STUDY QUESTIONS:
- a) Using the Michael Mason text, answer each question:
(i) In what year and in which place was Mason born?
(ii) Which company did he join after Oxford?
(iii) What was his first job at Gay News?
- b) Does each statement agree with the Michael Mason text? Answer yes or no, quoting the words from the text that decide it.
(i) Mason read law at St Edmund Hall, Oxford.
(ii) Mason's father set up a publishing house that specialized in children's books.
(iii) Mason attended his prep school as a day pupil.

DOCUMENT TEXT:
- - -

For Mason and his colleagues, it was significant that nobody in Tory high command sought to rein her in; in fact less than a month later she was made a dame. The honour was doubtless already in the pipeline, so it wasn't a reward as such. But it could have been withheld if anyone in Margaret Thatcher's government thought it was a bad thing to advocate violence against gay property. They clearly didn't.

Michael Aidan Mason was born in Hammersmith in 1947. His father Kenneth was a Fleet Street journalist who went on to set up his own successful publishing house in Hampshire specialising in marine books.

Michael was sent as a weekly boarder to prep school in Surrey. Never one to wait around for the law to catch up, he was enjoying amorous adventures with schoolmates well before he moved on to Lancing College in Sussex. There he continued to enjoy himself, particularly in a space below the school stage. He was caught in the act when he was house captain, but was neither cowed nor shamed: he would reminisce about one particular beauty for decades to come.

He went on to St Edmund Hall, Oxford, where he read law, but that was not his chosen career. Instead he joined the computer firm IBM, honouring the terms of the university bursary the company had given him. But in the early Seventies his head was turned by the Gay Liberation Front, the celebratory new movement that had taken its lead from feminism and Black Power. He plunged into it, getting involved in groups and committees seven nights a week. It changed his entire world view.

After the GLF fragmented he got a job as business manager of the recently launched Gay News. In the mainstream press, the only stories about homosexuality were about teachers or scoutmasters getting into trouble. Spawned by the GLF, the new paper was more interested in community and activism. It was also an arena for debate, giving homosexuals the first chance they had ever had to talk to one another in public. Mason's public school and Oxbridge background was a source of mistrust at first, but within six months he was news editor. He was delighted when Tony Benn told him in an interview: "Good on you. Fight for your rights."

- - -

SOURCE DATA:
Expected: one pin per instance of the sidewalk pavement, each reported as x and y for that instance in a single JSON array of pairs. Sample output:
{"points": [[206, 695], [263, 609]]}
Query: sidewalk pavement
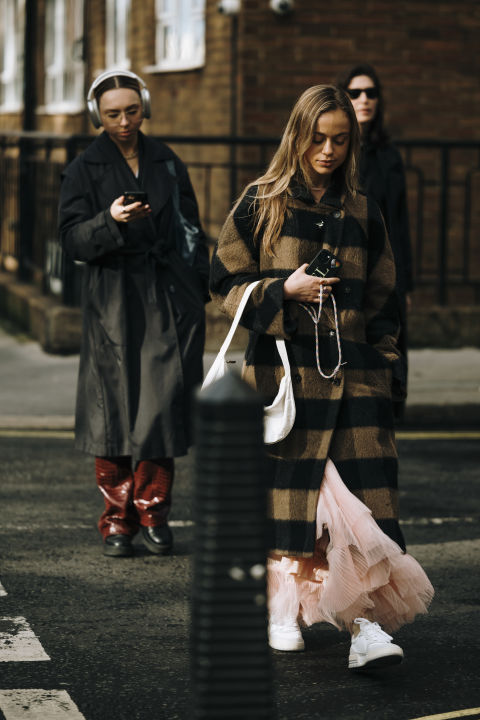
{"points": [[37, 390]]}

- - -

SOLVED TASKS:
- a)
(i) 1947, in Hammersmith
(ii) IBM
(iii) Business manager

- b)
(i) Yes: "He went on to St Edmund Hall, Oxford, where he read law"
(ii) No: "specialising in marine books"
(iii) No: "Michael was sent as a weekly boarder to prep school in Surrey."